• WHAT YOU HAVE TO DO: Rewrite every one of the rows below as a numbered list, omitting any blank lines and leaving the pictures out of your answer.
╭─ RECORD EXTRACTS
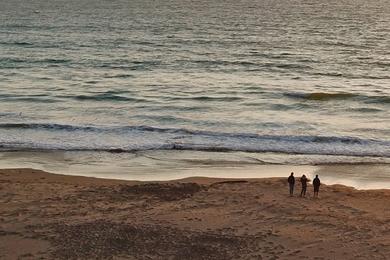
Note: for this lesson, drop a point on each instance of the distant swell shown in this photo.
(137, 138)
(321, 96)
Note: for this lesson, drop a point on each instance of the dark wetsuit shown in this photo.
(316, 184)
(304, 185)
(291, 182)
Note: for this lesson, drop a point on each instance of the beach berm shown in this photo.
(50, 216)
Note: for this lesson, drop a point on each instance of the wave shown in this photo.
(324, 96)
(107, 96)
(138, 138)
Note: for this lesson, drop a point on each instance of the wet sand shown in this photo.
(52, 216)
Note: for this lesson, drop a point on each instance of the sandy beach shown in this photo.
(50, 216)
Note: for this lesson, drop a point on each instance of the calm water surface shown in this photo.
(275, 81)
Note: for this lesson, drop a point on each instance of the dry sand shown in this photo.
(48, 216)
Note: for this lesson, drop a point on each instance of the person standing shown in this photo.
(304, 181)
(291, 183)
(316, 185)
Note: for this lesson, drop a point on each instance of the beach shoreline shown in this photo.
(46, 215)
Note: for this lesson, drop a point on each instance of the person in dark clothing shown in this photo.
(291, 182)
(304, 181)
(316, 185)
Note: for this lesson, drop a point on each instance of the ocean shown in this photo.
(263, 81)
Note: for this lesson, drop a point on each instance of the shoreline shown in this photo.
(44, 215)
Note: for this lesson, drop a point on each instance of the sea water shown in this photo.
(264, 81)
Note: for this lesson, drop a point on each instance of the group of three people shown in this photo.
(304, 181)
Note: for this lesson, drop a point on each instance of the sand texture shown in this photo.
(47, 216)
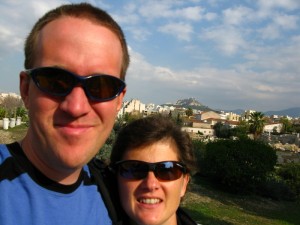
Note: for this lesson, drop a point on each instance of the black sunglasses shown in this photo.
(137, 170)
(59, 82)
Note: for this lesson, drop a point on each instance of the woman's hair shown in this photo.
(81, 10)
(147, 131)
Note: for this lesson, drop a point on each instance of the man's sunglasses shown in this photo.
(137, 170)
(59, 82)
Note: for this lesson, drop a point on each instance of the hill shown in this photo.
╰─
• FINISHED ANSWER:
1. Note: for this lesson, drop a point on each instance of the distant swell shown in this photo.
2. (137, 138)
3. (321, 96)
4. Note: for this lesson, drop a point on each instance of the dark wetsuit shown in this photo.
5. (316, 184)
6. (304, 185)
7. (291, 182)
8. Note: for this lesson, drop a point on each instance of the beach berm shown in this photo.
9. (50, 216)
10. Note: for this lesson, drop a point on each instance of the wave shown in this photo.
11. (324, 96)
12. (107, 96)
13. (138, 138)
14. Note: for this lesson, drop a point on each instance of the wet sand shown in this photo.
15. (52, 216)
16. Note: for this lesson, drop a point on each instance of the sandy beach shown in this photo.
17. (50, 216)
18. Note: for this lesson, drop a point on each instance of the calm water surface shown in this photo.
19. (275, 81)
20. Note: for this lesson, drop a point on each instance of the dry sand shown in this photo.
21. (48, 216)
22. Note: for this lesson, drop a point on each instance of the person standing shown in this photo.
23. (304, 181)
24. (291, 183)
25. (316, 185)
26. Note: for this lesson, drop a point on each instance of the beach shoreline shown in this photo.
27. (46, 215)
28. Note: for this lesson, drop a point on each instance of the person in dark clothing shown in this photo.
29. (291, 182)
30. (304, 181)
31. (316, 185)
32. Note: for this lesson, drop a point on each instance of the ocean shown in this photo.
33. (263, 81)
34. Note: for this lesson, drop a point on each instance of the shoreline shown in this photo.
35. (44, 215)
36. Note: for this lesson, drop a point on each instance of the sea water shown in this photo.
37. (264, 81)
38. Note: for this lesson, drop a point on each instance of the group of three people shown in this photo.
39. (304, 181)
40. Note: for this lesson, drop a point on each instance of the sand texture shown in this photo.
41. (47, 216)
42. Note: for this lesson, drop a point on each instance of the black sunglasses shown in this photo.
43. (137, 170)
44. (59, 82)
45. Note: for this lesson, drop a point on each instance of the woman's hair shown in this photo.
46. (81, 10)
47. (147, 131)
48. Note: for this lesson, drop a point on each instance of the man's sunglasses shown in this photo.
49. (137, 170)
50. (59, 82)
51. Note: for this lesson, drop a point on each instance of the hill shown in this photo.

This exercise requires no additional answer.